課題:
「of the jacket」がある行から記録の最後までを、「slalom gate pole」だけ「slalom gate flag」に変えて書き直してください。ほかは何も変えないでください。

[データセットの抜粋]

________________________

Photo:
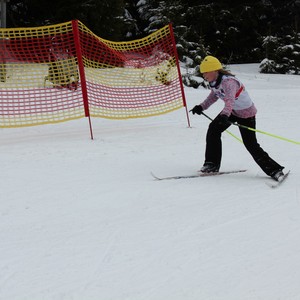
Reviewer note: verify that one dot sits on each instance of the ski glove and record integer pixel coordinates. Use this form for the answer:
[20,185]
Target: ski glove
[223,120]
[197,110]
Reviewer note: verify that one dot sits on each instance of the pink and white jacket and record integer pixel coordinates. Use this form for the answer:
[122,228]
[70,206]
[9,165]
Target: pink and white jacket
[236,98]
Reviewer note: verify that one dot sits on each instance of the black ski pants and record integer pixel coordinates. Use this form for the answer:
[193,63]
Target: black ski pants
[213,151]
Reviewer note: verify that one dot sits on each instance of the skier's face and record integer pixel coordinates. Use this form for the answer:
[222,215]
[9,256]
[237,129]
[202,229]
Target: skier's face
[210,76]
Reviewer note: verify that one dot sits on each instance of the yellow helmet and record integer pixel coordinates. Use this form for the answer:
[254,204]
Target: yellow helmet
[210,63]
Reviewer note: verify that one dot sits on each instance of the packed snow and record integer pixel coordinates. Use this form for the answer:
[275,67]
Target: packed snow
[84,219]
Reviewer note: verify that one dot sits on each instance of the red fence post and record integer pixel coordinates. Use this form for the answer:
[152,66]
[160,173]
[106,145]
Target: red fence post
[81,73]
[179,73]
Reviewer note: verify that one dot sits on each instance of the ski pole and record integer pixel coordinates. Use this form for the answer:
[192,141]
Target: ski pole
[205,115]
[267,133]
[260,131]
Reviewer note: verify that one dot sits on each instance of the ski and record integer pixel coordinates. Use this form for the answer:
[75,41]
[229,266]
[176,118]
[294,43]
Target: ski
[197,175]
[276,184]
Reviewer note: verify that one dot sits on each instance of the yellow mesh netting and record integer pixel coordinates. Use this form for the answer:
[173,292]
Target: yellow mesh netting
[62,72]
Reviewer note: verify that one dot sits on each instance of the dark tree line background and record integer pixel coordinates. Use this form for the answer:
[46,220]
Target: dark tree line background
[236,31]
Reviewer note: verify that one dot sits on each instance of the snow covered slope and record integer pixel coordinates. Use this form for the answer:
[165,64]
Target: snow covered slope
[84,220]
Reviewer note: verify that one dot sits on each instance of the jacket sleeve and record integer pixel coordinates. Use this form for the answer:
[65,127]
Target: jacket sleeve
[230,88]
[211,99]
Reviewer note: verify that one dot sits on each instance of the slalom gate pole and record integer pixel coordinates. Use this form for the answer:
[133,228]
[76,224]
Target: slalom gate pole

________________________

課題の答え:
Reviewer note: verify that one dot sits on each instance of the jacket sleeve and record integer pixel coordinates. Use this form for the answer:
[65,127]
Target: jacket sleeve
[230,88]
[211,99]
Reviewer note: verify that one dot sits on each instance of the slalom gate flag and record integer pixel coordinates. Use this form for the answer:
[133,228]
[76,224]
Target: slalom gate flag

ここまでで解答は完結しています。